Goals →
• A. In the algorithm complexity post, what value is written into the array in place of the first largest number before the second search?
• B. List every parameter of the private method `largest` in the algorithm complexity post.
• C. Continue the algorithm complexity post after its last sentence.

Excerpt provided →
Algorithm complexity

Question

I got this problem "Implement this method to return the sum of the two largest numbers in a given array."

I resolved it in this way:

 public static int sumOfTwoLargestElements(int[] a) {

     int firstLargest = largest(a, 0, a.length-1);

     int firstLarge =  a[firstLargest];
     a[firstLargest] = -1;

     int secondLargest = largest(a, 0, a.length-1);

     return firstLarge + a[secondLargest];
}

private static int largest(int s[], int start , int end){

    if (end - start == 0){

        return end;
    }


   int a = largest(s, start, start + (end-start)/2) ;
   int b = largest(s, start + (end-start)/2+1 , end);
    if(s[a] > s[b]) {

       return a;
    }else {

      return b;
    }

}

Explanation: I implemented a method 'largeset'. This method is responsible to get the largest number in a given array.

I call the method tow times in the same array. The first call will get the first largest number.I put it aside into variable and i replace it by '-1' number into the array. Then, i call the largest medhod second time.

Data excerpt →

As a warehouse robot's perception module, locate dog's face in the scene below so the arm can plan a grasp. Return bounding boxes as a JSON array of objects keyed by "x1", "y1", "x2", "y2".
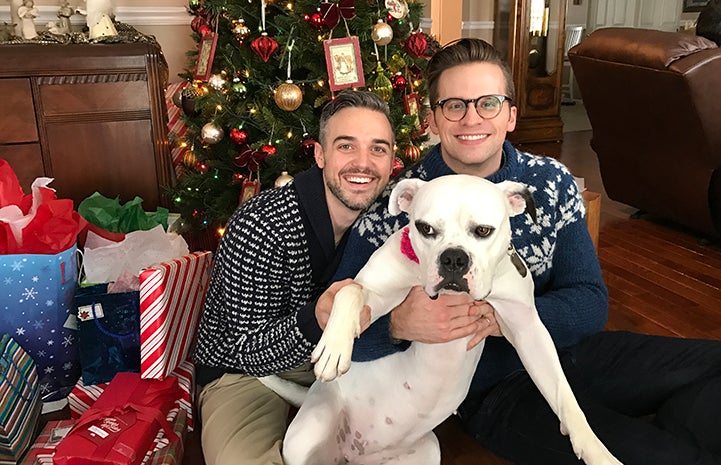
[{"x1": 389, "y1": 174, "x2": 535, "y2": 300}]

Results in order →
• A. -1

• B. int s[], int start, int end

• C.
Some one can tell me what is the complexity of this algo? please

Answer 1

The time complexity of the algorithm is O(n).

Each recursive call's complexity is actually:

f(n) = 2*f(n/2) + CONST

It is easy to see (by induction¹) that f(n) <= CONST'*n - and thus it is O(n).

The space complexity is O(logN) - because this is the maximal depth of the recursion - so you allocate O(logN) memory on the call stack.

---

(1) If you use f(n) = 2*n*CONST - CONST you get:

f(n) = 2*f(n/2) + CONST = (h.i.) 2*(2*CONST*n/2 - CONST) + CONST =
=  2*n*CONST - 2CONST + CONST = 2*n*CONST - CONST

(Checking the base is is left as exercise for the reader)